Suara pendidik menegaskan tren ini: “Sebelum disuruh start aja sudah fokus,” kata seorang guru; yang lain menyebut murid “minta diulang materi berbeda,” tanda sekaligus rasa suka dan permintaan untuk lebih banyak sesi.

Di dalam game: apa yang bekerja (dan apa yang tersendat)

Karena tutor merancang dan mengutak-atik materi sendiri, tim melacak hasil per-game untuk belajar cepat.

  • Performa teratas—seperti Kotak Mystery dan paket ringkas 4 Games in One Session—mencapai +64–67% pada motivasi dan +32–36% pada keterlibatan. Ciri umumnya: aturan rapat, umpan balik cepat, kemajuan yang terlihat, dan debrief singkat 30–60 detik agar siswa menamai apa yang dipelajari.

DATA TERCATAT =>
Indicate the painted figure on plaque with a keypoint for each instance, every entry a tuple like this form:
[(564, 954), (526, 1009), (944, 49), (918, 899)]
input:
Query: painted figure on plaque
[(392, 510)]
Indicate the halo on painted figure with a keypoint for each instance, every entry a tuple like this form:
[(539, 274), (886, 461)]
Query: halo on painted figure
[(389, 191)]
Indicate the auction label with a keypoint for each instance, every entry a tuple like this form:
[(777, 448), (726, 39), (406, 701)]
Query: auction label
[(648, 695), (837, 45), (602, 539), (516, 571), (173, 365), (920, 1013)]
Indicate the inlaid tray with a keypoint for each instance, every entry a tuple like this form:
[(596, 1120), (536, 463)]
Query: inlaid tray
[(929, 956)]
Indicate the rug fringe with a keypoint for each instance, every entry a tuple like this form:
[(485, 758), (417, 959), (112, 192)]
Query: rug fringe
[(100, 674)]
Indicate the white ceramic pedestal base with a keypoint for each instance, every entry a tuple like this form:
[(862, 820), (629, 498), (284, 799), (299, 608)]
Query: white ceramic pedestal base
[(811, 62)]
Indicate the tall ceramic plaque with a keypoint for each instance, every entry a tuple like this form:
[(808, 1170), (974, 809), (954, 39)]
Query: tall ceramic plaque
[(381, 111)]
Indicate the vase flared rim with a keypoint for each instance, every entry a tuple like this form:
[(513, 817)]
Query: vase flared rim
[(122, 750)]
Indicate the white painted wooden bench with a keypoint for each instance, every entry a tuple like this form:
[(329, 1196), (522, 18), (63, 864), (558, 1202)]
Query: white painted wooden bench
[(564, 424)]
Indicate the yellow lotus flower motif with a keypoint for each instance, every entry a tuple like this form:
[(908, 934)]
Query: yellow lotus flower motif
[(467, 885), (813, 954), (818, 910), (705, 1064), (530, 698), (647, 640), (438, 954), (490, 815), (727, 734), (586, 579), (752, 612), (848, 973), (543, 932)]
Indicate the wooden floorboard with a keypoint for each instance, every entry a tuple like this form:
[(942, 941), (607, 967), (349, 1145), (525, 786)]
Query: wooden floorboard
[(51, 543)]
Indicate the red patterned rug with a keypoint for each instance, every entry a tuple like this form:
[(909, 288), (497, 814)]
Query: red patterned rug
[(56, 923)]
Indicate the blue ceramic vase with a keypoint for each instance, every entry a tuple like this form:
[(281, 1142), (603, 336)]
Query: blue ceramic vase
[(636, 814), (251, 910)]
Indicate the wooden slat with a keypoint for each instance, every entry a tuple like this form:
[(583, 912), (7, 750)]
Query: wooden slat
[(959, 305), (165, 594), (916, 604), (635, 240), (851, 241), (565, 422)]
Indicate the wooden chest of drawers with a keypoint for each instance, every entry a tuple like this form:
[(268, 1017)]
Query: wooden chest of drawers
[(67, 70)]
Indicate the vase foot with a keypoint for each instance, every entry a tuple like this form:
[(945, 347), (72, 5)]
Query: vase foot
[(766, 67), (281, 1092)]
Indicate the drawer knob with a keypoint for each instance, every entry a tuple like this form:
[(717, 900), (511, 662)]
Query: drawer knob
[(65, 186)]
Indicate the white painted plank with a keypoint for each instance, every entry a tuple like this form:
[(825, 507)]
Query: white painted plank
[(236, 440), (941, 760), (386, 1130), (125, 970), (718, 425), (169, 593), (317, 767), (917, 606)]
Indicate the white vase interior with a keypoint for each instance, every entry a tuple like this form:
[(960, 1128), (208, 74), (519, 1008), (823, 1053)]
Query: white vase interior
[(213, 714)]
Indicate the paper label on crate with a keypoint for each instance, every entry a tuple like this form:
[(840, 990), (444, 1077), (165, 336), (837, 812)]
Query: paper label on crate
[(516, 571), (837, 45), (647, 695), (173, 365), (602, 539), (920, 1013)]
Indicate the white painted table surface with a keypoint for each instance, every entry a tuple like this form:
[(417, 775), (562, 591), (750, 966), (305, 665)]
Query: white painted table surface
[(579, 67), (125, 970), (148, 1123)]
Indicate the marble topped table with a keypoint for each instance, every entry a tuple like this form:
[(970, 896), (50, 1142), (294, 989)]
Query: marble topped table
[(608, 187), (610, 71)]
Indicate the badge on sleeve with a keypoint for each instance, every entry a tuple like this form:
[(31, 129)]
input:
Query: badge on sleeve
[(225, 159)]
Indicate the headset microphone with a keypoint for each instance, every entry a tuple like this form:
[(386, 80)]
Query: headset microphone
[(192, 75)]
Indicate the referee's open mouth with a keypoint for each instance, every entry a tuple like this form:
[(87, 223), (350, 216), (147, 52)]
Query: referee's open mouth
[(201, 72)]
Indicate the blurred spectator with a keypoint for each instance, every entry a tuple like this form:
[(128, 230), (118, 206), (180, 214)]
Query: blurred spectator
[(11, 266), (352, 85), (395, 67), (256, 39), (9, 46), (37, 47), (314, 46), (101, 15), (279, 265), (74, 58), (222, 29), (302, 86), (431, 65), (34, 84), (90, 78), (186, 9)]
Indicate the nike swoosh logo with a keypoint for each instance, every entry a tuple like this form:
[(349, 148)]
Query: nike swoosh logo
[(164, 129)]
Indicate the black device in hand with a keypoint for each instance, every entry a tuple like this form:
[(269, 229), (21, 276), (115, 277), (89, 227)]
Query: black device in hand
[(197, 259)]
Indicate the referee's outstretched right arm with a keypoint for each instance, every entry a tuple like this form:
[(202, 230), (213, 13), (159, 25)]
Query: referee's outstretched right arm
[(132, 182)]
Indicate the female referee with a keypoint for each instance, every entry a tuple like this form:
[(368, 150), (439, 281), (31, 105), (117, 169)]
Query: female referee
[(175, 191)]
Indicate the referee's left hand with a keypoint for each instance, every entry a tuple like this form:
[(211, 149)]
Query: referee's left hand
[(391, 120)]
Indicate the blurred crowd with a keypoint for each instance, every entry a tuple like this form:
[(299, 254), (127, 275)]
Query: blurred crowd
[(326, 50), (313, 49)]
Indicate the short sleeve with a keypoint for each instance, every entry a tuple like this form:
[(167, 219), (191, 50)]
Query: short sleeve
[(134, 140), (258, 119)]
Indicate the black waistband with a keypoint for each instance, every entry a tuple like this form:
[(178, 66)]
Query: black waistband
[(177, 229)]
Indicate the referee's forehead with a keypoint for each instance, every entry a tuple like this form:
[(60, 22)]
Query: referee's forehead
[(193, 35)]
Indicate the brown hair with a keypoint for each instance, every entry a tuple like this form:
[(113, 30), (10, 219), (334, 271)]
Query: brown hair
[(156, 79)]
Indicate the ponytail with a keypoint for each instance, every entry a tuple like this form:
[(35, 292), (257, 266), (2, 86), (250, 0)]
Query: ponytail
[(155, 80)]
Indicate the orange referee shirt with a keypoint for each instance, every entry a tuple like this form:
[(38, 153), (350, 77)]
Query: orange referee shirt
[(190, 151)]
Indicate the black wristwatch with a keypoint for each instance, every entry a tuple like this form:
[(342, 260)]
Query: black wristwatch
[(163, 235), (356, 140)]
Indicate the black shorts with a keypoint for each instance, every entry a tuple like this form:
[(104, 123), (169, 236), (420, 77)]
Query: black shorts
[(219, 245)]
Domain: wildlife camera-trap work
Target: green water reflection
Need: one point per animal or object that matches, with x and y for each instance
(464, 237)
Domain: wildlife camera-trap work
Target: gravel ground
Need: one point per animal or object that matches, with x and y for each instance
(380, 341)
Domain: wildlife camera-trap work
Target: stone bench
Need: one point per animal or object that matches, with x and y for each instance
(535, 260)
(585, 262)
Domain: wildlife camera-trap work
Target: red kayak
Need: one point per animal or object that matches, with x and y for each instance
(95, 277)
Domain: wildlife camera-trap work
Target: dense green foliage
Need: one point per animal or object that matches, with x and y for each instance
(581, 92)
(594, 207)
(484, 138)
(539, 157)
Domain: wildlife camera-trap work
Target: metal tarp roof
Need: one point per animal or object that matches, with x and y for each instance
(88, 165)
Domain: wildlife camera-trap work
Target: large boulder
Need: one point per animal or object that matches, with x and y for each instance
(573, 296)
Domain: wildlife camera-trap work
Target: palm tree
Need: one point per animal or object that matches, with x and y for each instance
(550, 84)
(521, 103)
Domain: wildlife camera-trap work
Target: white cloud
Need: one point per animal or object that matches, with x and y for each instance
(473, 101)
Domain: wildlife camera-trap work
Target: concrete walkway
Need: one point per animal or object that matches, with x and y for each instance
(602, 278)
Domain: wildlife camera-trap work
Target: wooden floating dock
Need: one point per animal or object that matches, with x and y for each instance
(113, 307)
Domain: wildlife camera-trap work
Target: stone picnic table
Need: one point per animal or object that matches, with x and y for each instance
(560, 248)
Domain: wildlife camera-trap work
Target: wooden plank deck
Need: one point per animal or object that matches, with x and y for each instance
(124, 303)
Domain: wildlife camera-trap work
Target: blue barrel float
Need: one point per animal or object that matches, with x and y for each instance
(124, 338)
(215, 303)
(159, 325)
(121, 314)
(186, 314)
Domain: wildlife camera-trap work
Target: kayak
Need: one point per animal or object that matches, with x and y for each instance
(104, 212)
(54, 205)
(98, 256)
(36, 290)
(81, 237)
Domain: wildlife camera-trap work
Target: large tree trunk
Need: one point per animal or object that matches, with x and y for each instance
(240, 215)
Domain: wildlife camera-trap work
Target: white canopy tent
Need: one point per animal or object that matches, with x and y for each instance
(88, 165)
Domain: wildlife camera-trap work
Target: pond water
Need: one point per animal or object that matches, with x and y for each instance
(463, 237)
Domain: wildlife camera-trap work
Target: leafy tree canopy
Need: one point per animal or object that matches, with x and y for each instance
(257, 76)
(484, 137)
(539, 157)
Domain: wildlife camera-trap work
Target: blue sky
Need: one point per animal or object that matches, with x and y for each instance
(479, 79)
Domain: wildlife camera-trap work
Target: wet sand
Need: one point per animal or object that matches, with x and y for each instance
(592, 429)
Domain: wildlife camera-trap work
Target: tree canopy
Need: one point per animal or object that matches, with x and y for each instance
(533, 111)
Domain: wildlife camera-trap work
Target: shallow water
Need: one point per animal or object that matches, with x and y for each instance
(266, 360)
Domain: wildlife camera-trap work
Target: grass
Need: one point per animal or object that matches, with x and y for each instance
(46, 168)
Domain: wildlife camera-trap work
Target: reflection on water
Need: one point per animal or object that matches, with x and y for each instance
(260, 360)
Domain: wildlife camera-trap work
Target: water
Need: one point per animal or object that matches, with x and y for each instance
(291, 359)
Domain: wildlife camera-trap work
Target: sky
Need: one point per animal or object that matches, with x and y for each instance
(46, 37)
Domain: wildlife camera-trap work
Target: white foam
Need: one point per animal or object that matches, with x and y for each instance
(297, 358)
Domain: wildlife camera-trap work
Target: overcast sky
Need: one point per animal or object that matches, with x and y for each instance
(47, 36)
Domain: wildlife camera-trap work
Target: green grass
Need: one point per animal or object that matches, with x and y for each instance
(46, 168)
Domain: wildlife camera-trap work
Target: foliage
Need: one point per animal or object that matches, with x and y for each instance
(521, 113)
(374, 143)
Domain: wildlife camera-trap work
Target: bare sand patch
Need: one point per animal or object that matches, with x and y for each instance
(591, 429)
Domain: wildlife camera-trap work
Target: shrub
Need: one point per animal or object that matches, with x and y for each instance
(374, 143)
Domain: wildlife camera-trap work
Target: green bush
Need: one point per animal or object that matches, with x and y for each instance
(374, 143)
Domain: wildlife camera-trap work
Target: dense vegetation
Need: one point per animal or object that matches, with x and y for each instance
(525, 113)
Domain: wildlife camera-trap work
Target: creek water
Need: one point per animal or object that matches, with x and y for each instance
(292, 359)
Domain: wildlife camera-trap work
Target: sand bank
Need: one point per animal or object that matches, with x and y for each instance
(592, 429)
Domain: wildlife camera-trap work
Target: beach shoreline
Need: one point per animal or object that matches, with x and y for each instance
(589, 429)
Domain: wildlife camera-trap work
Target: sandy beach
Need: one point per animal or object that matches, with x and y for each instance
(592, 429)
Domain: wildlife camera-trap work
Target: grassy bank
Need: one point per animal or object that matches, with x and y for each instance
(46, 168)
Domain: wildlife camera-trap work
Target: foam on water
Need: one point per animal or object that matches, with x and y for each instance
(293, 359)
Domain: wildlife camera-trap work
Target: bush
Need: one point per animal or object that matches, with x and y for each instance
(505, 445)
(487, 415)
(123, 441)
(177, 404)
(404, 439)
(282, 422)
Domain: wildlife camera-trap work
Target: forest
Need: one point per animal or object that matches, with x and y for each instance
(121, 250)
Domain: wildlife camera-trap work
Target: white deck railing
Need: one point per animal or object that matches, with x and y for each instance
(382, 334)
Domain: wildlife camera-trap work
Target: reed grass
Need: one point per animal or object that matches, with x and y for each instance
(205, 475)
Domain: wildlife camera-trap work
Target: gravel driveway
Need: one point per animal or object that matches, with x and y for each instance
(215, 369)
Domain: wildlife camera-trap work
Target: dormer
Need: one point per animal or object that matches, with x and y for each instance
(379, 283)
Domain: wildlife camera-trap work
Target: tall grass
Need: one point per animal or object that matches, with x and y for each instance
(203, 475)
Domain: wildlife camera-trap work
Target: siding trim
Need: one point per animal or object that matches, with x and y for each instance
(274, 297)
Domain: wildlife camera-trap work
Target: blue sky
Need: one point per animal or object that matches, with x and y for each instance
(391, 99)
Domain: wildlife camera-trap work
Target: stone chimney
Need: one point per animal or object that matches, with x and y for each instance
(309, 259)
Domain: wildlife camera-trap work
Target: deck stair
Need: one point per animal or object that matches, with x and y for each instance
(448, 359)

DAFTAR TUGAS =>
A – Untuk tiap pernyataan, tentukan apakah sesuai dengan kutipan tentang game belajar: (i) tim melacak hasil per-game; (ii) debrief berlangsung lebih dari dua menit; (iii) game berperforma teratas meningkatkan motivasi sebesar +32–36%. Jawab ya atau tidak, sertakan kata-kata penentu dari kutipan itu tanpa diubah.
B – Salin persis bagian dari kutipan tentang game belajar, dimulai pada kata-kata yang memuat "Suara pendidik menegaskan" dan diakhiri setelah "apa yang dipelajari.".
Daftar tersebut tidak digunakan sama sekali di sini.

JAWABAN SOAL =>
A –
(i) Ya: "tim melacak hasil per-game untuk belajar cepat"
(ii) Tidak: "debrief singkat 30–60 detik"
(iii) Tidak: "mencapai +64–67% pada motivasi"

B –
Suara pendidik menegaskan tren ini: “Sebelum disuruh start aja sudah fokus,” kata seorang guru; yang lain menyebut murid “minta diulang materi berbeda,” tanda sekaligus rasa suka dan permintaan untuk lebih banyak sesi.

Di dalam game: apa yang bekerja (dan apa yang tersendat)

Karena tutor merancang dan mengutak-atik materi sendiri, tim melacak hasil per-game untuk belajar cepat.

  • Performa teratas—seperti Kotak Mystery dan paket ringkas 4 Games in One Session—mencapai +64–67% pada motivasi dan +32–36% pada keterlibatan. Ciri umumnya: aturan rapat, umpan balik cepat, kemajuan yang terlihat, dan debrief singkat 30–60 detik agar siswa menamai apa yang dipelajari.